_WHAT IS EXPECTED_. Examine the records below. Report how many of their lines contain the word "white", with no other content.

══════════════════════════════

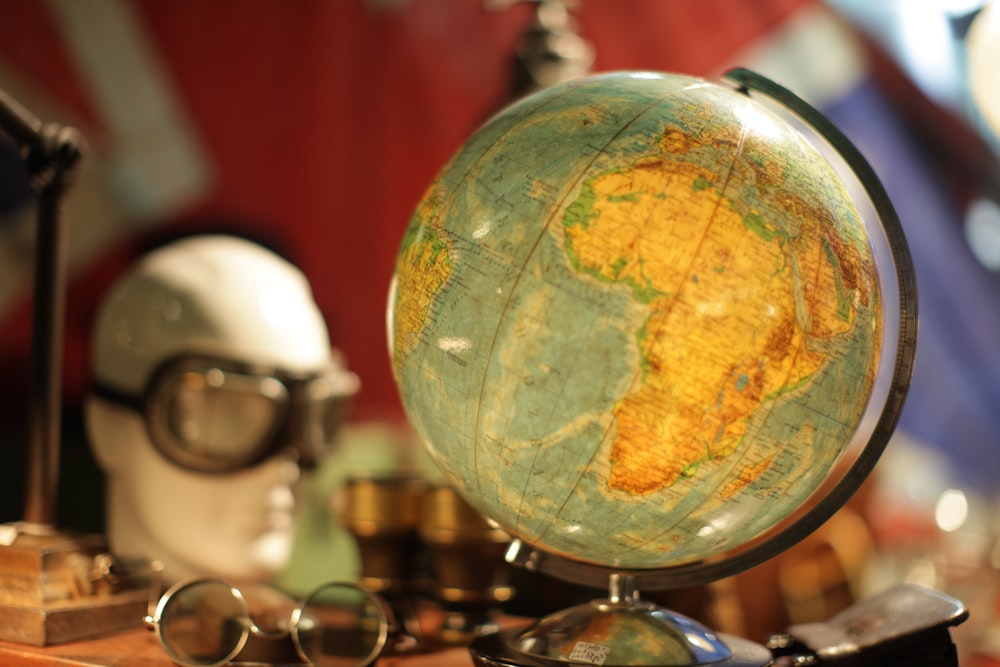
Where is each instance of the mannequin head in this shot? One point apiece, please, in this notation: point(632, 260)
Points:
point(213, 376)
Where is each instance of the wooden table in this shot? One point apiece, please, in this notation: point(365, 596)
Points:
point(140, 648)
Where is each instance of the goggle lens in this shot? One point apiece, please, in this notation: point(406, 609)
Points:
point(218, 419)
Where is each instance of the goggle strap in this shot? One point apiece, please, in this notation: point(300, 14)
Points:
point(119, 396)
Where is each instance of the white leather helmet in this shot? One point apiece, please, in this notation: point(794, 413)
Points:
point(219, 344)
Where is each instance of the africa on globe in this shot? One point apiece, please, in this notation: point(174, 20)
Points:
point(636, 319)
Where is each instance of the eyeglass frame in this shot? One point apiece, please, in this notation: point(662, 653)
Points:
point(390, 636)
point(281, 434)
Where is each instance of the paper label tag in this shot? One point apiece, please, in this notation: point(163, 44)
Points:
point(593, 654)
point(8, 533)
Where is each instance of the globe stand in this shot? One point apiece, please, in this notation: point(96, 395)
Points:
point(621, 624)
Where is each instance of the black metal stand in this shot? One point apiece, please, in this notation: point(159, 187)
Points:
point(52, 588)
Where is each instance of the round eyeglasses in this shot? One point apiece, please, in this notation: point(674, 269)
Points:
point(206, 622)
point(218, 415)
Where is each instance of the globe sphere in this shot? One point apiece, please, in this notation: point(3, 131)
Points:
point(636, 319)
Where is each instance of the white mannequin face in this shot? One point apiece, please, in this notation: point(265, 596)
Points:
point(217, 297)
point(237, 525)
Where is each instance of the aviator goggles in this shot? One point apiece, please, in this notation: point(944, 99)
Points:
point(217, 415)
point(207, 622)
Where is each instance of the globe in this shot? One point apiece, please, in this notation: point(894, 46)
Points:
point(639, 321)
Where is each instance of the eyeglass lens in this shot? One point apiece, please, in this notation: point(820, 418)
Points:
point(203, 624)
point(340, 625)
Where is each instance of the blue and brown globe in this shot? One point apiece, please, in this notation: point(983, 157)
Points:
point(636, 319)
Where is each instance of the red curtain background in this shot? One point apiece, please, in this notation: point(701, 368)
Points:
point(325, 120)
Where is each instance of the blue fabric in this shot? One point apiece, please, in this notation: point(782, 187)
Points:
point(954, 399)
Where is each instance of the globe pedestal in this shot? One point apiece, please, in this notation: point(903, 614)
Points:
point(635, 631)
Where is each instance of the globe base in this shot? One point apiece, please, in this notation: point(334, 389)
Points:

══════════════════════════════

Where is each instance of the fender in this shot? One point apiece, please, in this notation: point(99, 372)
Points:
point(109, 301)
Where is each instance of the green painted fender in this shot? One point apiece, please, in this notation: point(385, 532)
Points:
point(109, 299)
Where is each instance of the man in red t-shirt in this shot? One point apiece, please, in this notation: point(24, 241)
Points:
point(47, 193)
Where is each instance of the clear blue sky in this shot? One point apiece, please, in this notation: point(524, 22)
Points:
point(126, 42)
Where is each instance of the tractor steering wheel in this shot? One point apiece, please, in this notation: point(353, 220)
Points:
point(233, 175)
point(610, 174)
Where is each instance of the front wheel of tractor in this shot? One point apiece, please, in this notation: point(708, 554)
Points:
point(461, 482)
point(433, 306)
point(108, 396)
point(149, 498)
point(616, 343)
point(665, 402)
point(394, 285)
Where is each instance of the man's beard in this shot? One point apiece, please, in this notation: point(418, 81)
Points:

══════════════════════════════

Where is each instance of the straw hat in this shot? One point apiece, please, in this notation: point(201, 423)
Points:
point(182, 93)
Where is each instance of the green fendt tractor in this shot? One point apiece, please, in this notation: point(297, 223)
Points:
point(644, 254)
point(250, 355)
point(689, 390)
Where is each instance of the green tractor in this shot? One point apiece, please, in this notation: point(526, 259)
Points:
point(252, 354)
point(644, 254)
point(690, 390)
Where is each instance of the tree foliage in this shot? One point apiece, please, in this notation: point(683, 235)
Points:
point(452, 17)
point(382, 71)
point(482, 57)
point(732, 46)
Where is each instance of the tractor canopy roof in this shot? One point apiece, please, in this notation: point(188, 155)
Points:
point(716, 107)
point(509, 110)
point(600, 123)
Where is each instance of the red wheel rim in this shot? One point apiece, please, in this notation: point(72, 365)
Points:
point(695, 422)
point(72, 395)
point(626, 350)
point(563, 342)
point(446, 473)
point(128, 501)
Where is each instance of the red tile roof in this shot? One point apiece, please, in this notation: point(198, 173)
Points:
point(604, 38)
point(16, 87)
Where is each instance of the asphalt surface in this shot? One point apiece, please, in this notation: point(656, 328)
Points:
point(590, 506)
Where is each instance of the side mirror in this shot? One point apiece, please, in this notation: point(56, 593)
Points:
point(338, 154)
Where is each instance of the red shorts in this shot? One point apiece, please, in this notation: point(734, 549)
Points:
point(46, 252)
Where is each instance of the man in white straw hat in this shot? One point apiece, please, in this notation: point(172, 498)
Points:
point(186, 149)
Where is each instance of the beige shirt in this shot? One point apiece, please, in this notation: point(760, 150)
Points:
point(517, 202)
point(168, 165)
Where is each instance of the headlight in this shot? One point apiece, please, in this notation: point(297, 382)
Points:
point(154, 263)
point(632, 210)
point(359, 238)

══════════════════════════════

_EXERCISE ANSWER_. 3